- **To-do list**:
a - Answer these questions using the kernel mailing list message:
(i) Who sent the reply?
(ii) What does the AER driver use to forward CXL protocol errors to the CXL driver?
(iii) On what date and at what time did Terry Bowman write the quoted message?
b - Pick up the kernel mailing list message on forwarded CXL errors right after its final sentence and carry it further.

- **Text to read**:
★ ★ ★ ★
From: Bjorn Helgaas <helgaas@kernel.org>
To: Terry Bowman <terry.bowman@amd.com>
Cc: dave@stgolabs.net, jonathan.cameron@huawei.com,
dave.jiang@intel.com, alison.schofield@intel.com,
dan.j.williams@intel.com, bhelgaas@google.com,
shiju.jose@huawei.com, ming.li@zohomail.com,
Smita.KoralahalliChannabasappa@amd.com, rrichter@amd.com,
dan.carpenter@linaro.org, PradeepVineshReddy.Kodamati@amd.com,
lukas@wunner.de, Benjamin.Cheatham@amd.com,
sathyanarayanan.kuppuswamy@linux.intel.com,
linux-cxl@vger.kernel.org, alucerop@amd.com, ira.weiny@intel.com,
linux-kernel@vger.kernel.org, linux-pci@vger.kernel.org
Subject: Re: [RESEND v13 21/25] PCI/AER: Dequeue forwarded CXL error
Date: Tue, 4 Nov 2025 12:45:22 -0600 [thread overview]
Message-ID: <20251104184522.GA1864503@bhelgaas> (raw)
In-Reply-To: <20251104170305.4163840-22-terry.bowman@amd.com>
On Tue, Nov 04, 2025 at 11:03:01AM -0600, Terry Bowman wrote:
> The AER driver now forwards CXL protocol errors to the CXL driver via a
> kfifo. The CXL driver must consume these work items, initiate protocol
> error handling, and ensure RAS mappings remain valid throughout processing.
★ ★ ★ ★
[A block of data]
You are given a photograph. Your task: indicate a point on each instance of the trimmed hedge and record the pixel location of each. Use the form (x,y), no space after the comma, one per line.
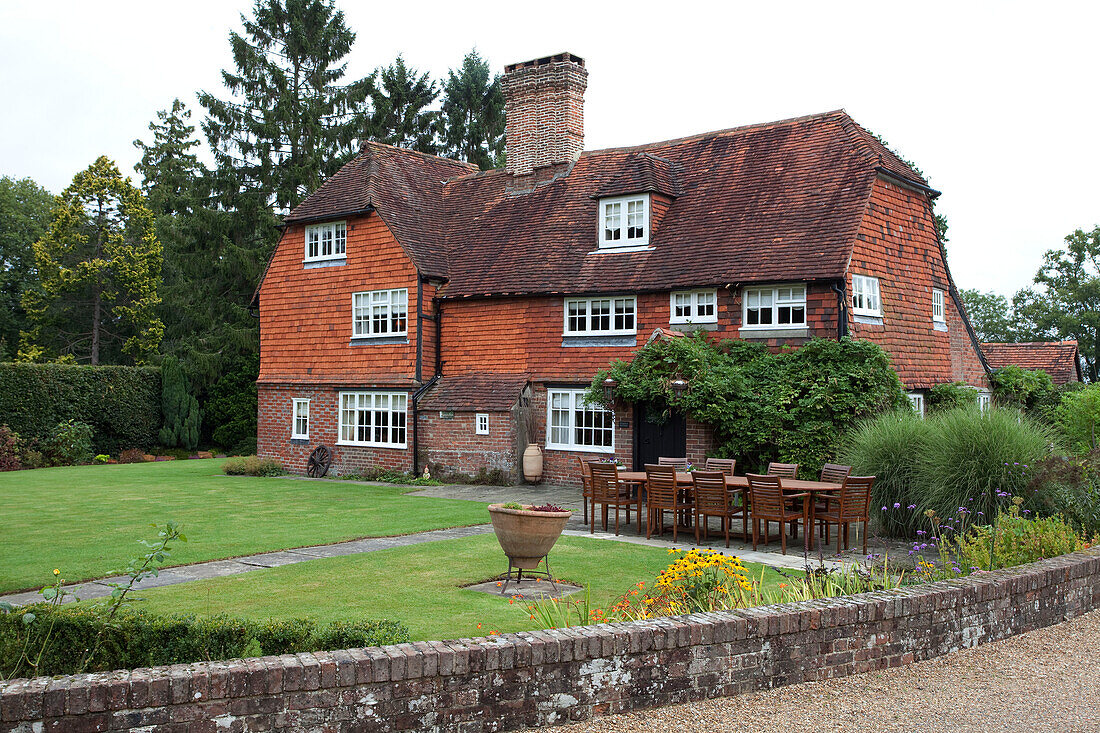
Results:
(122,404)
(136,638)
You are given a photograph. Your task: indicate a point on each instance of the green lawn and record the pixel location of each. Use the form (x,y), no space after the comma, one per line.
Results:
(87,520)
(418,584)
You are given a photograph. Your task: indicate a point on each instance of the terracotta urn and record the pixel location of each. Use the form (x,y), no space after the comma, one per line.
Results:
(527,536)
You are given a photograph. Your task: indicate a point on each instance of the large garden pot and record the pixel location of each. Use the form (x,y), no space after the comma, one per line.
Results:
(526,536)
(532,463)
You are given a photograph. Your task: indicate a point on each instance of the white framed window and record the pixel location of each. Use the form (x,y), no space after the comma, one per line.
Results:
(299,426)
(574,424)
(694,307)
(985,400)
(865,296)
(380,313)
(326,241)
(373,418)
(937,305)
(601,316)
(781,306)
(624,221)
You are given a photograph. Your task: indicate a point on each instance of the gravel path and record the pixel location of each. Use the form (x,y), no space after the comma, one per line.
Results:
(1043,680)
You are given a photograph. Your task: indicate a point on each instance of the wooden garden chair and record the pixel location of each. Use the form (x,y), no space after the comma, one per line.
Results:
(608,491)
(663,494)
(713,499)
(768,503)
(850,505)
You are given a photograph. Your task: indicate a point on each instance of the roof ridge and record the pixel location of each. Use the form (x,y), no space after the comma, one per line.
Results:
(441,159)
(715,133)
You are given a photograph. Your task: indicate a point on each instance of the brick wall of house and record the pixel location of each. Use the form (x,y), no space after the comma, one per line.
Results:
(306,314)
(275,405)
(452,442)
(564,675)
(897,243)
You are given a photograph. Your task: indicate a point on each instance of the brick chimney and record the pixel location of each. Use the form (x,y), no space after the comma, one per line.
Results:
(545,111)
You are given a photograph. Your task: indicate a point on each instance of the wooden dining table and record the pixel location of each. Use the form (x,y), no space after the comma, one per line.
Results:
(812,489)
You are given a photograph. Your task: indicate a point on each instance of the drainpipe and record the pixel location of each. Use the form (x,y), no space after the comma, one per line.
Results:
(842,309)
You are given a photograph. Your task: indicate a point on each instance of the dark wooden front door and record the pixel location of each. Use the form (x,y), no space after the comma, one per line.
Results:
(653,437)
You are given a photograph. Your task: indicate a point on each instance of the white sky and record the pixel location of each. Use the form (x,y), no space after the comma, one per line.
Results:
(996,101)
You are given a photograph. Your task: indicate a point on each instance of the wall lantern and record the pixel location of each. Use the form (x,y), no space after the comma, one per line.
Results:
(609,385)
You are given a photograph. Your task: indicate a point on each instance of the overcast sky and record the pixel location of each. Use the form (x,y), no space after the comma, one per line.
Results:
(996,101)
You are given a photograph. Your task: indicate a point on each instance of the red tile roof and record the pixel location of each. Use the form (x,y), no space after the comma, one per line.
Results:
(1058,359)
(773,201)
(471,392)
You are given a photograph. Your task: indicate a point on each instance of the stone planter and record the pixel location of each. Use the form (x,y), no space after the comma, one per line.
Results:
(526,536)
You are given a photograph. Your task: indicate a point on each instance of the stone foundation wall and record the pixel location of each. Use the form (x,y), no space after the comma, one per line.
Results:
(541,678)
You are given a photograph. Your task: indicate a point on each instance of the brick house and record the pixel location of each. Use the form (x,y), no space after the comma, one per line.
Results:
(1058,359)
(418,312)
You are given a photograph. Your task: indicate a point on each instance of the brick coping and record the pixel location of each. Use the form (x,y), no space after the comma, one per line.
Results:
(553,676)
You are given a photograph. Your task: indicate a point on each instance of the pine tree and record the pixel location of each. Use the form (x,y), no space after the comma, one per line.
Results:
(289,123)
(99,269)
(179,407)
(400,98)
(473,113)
★ ★ ★ ★
- **Responses by task**:
a -
(i) Bjorn Helgaas
(ii) A kfifo
(iii) Tue, Nov 04, 2025 at 11:03:01 AM -0600

b -
>
> Implement cxl_proto_err_work_fn() to dequeue work items forwarded by the
> AER service driver and begin protocol error processing by calling
> cxl_handle_proto_error().
>
> Add a PCI device lock on &pdev->dev within cxl_proto_err_work_fn() to
> keep the PCI device structure valid during handling. Locking an Endpoint
> will also defer RAS unmapping until the device is unlocked.
>
> For Endpoints, add a lock on CXL memory device cxlds->dev. The CXL memory
> device structure holds the RAS register reference needed during error
> handling.
>
> Add lock for the parent CXL Port for Root Ports, Downstream Ports, and
> Upstream Ports to prevent destruction of structures holding mapped RAS
> addresses while they are in use.
>
> Invoke cxl_do_recovery() for uncorrectable errors. Treat this as a stub for
> now; implement its functionality in a future patch.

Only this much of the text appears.